[Rows from a pointing dataset]
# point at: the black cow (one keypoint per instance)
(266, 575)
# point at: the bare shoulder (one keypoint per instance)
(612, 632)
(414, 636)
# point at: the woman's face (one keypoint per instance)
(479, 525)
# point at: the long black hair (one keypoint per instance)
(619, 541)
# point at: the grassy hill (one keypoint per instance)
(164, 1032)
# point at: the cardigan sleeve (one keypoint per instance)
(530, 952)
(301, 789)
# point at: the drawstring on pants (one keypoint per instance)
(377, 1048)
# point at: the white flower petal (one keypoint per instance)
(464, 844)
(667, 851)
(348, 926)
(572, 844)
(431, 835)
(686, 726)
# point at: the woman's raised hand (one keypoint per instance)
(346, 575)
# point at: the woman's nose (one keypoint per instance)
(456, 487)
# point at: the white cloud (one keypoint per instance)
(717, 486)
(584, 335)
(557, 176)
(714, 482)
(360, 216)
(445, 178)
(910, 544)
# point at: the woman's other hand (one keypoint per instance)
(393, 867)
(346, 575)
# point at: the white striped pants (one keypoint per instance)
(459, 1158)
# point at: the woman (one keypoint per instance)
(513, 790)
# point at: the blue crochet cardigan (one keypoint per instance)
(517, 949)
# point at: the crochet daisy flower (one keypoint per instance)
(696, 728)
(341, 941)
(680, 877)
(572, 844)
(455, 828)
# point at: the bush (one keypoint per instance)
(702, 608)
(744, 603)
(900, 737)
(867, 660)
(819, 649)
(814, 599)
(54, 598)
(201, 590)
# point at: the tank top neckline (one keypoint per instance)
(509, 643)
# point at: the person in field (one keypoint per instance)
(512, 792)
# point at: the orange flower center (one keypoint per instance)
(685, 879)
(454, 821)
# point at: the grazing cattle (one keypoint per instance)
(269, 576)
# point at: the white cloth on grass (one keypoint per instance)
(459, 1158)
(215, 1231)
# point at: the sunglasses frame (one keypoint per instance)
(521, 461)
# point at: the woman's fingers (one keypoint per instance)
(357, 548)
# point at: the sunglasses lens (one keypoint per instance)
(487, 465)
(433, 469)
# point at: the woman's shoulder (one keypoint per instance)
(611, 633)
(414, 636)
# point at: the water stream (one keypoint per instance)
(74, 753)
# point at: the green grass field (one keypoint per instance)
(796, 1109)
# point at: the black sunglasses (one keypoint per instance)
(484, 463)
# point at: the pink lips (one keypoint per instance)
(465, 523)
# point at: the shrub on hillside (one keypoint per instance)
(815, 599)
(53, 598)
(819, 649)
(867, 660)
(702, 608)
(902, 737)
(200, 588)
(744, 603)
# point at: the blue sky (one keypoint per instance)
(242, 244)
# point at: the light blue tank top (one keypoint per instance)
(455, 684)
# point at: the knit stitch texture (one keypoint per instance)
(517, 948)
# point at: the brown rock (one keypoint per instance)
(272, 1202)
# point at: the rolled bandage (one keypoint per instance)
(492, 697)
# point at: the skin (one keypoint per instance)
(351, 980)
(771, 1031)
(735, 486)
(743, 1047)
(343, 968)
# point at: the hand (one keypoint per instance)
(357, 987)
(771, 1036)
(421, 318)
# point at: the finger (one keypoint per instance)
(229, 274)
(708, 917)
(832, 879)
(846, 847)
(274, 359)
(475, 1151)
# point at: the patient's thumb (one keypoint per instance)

**Direction**
Copy the lines of the records above word for word, starting at the line containing "# point at: the bare" and ending at the line containing "(377, 1048)", with both of those lines included.

**Written response**
# point at: the bare shoulder (one keypoint per instance)
(612, 632)
(414, 636)
# point at: the woman's face (one keypoint per instance)
(479, 525)
# point at: the long black hair (one keypoint per instance)
(619, 541)
# point at: the grassy hill (one keypoint per instance)
(164, 1032)
# point at: the cardigan sleeve (one keypoint per instance)
(530, 952)
(301, 789)
# point at: the drawstring on pants (one keypoint per instance)
(377, 1048)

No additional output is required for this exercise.